## Stated goal
How many lines in the records below contain the word "sprinkles"? Reply with the number alone.
BEGIN Material
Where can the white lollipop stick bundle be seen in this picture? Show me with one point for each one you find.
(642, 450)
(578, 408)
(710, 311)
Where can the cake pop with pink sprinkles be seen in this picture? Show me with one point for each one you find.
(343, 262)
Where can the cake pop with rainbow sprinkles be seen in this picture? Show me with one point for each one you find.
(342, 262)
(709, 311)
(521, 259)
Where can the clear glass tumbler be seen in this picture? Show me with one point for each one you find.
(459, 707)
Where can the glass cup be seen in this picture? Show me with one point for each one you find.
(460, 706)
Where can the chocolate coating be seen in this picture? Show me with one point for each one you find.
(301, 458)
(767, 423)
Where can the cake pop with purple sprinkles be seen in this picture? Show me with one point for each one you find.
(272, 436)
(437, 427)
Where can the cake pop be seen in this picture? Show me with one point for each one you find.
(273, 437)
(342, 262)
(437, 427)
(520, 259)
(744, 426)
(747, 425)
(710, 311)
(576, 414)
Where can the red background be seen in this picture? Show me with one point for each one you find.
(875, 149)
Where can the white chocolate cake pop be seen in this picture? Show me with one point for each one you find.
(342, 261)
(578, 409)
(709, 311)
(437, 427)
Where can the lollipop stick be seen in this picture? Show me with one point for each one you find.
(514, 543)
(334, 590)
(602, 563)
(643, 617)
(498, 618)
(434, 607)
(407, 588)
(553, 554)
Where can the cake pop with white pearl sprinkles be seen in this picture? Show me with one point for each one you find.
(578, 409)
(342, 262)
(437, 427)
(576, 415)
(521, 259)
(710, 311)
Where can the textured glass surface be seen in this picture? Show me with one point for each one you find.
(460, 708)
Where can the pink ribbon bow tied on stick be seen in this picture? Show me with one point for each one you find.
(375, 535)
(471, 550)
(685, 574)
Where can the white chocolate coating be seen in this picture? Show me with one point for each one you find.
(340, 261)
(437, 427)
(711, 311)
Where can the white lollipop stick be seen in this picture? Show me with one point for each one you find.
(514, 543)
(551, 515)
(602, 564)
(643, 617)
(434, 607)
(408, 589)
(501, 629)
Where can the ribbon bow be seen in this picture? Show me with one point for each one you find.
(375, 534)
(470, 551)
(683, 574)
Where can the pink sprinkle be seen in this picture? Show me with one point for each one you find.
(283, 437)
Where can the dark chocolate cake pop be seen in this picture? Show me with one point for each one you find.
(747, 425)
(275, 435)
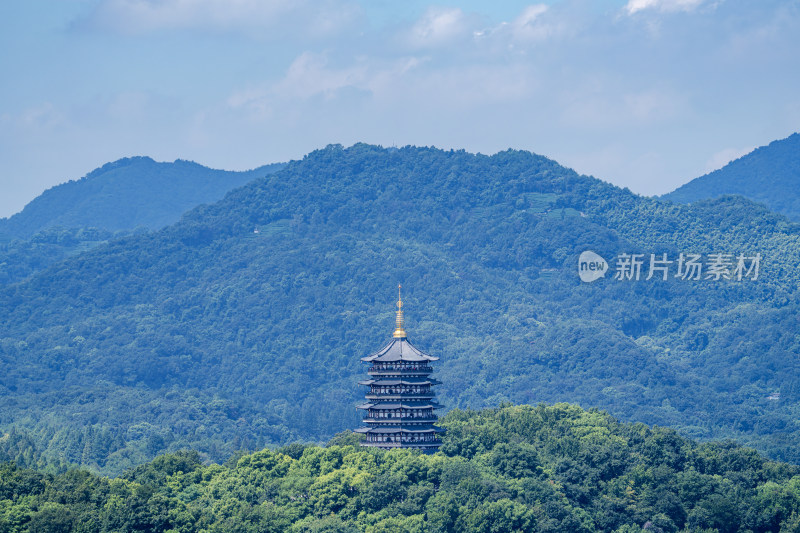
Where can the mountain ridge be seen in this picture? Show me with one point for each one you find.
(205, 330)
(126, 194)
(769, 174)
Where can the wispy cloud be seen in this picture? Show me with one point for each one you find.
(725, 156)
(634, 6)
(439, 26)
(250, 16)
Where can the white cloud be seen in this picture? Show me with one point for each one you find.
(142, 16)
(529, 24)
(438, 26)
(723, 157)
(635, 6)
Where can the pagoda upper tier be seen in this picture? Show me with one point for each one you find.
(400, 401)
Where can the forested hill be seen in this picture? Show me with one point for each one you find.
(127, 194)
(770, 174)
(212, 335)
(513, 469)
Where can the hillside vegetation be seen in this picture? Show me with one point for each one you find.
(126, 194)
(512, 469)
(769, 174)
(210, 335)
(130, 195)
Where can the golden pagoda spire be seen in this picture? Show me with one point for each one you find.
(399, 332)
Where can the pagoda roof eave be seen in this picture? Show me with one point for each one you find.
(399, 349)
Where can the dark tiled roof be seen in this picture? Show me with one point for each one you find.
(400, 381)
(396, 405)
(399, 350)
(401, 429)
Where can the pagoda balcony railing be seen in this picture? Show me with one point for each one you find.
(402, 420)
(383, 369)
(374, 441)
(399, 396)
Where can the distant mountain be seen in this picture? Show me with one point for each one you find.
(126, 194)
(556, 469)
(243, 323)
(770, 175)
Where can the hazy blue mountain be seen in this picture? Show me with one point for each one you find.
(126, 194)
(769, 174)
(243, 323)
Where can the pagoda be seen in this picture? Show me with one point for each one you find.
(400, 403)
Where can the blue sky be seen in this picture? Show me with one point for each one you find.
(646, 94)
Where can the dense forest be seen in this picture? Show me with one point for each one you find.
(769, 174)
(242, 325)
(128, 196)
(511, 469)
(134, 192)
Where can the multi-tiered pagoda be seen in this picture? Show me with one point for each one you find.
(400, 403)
END Material
BEGIN Material
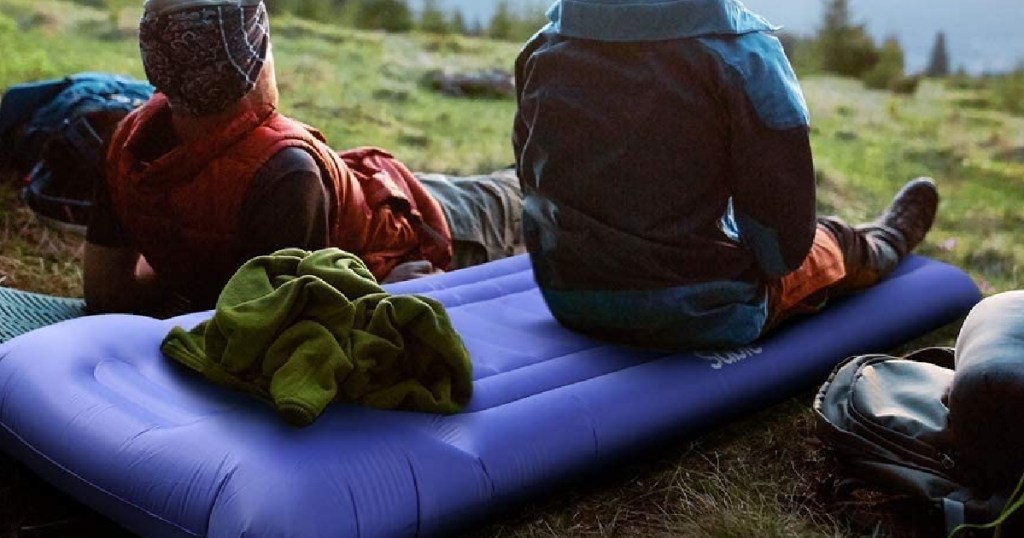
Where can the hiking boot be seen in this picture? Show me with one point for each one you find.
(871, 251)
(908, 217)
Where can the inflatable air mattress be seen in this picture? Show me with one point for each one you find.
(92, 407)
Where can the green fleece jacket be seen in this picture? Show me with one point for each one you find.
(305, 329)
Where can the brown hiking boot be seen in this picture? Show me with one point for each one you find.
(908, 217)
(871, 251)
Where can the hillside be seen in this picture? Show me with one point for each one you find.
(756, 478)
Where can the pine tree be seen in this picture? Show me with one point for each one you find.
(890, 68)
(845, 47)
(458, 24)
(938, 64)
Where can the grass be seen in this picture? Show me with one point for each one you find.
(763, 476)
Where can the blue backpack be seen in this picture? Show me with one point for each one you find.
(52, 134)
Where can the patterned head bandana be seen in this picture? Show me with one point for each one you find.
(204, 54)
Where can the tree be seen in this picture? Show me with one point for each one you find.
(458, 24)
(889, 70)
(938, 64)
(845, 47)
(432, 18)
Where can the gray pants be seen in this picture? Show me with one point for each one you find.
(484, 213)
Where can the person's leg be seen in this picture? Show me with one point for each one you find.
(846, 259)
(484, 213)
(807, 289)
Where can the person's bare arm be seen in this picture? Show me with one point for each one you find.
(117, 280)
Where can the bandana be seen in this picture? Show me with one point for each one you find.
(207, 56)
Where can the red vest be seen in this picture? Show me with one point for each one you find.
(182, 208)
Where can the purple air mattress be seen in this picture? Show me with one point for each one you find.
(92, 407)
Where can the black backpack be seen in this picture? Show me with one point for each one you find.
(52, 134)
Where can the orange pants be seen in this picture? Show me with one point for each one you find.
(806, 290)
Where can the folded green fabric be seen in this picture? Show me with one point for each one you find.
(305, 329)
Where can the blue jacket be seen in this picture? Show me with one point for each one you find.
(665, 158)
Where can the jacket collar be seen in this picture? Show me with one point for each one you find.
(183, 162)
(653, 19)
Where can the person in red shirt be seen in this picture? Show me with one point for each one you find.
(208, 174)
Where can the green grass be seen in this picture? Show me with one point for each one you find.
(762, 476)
END Material
## Correct answer
4